» **EXCERPTED RECORDS**:
[BEGIN]

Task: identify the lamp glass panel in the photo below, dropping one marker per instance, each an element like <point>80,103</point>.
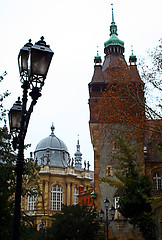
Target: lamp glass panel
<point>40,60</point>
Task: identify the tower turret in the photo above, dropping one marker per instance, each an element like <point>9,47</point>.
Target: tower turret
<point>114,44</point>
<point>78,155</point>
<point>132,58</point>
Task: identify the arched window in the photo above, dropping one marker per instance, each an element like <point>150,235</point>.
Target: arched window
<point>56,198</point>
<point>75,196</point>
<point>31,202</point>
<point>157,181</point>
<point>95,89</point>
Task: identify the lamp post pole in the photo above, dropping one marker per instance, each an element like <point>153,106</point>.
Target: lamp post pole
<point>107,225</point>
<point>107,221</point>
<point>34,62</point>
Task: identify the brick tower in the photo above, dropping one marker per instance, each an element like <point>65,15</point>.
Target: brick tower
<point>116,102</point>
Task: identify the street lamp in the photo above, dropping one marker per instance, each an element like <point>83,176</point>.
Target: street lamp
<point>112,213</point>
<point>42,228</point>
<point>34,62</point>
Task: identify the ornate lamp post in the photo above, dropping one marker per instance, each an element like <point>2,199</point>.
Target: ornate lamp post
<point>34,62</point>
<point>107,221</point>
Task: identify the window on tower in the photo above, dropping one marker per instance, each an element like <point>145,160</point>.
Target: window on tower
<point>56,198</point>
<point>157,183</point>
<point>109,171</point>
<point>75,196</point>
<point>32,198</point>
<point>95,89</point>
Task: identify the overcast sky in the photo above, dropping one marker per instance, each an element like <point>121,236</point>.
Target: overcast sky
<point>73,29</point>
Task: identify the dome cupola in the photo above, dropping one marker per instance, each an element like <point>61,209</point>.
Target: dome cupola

[END]
[BEGIN]

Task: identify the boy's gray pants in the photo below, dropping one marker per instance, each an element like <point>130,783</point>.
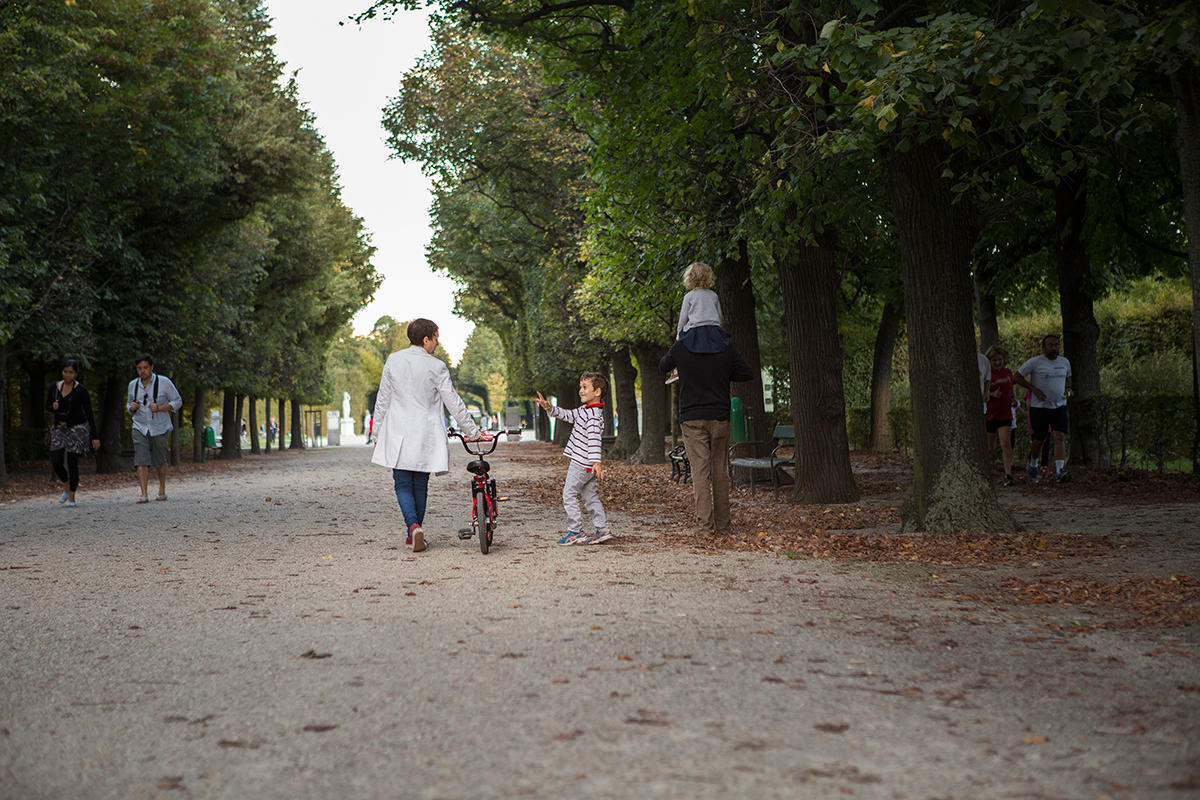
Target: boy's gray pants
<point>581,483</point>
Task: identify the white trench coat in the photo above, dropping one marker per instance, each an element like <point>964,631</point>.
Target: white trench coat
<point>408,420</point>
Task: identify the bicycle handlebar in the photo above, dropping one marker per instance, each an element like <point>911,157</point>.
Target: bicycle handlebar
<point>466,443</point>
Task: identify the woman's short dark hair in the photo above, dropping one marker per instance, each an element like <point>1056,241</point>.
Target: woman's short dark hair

[END]
[BEGIN]

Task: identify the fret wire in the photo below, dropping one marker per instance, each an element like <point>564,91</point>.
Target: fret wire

[END]

» **DIRECTION**: Please give as a numbered list, with blank lines left out, the entries that run from the line containing "Task: identify the woman's" through the line containing "Target: woman's short dark hair", both of those lines included.

» **REPLY**:
1. Task: identify the woman's short dark hair in the photo above, dropping one marker per instance, each an element like <point>1056,241</point>.
2. Target: woman's short dark hair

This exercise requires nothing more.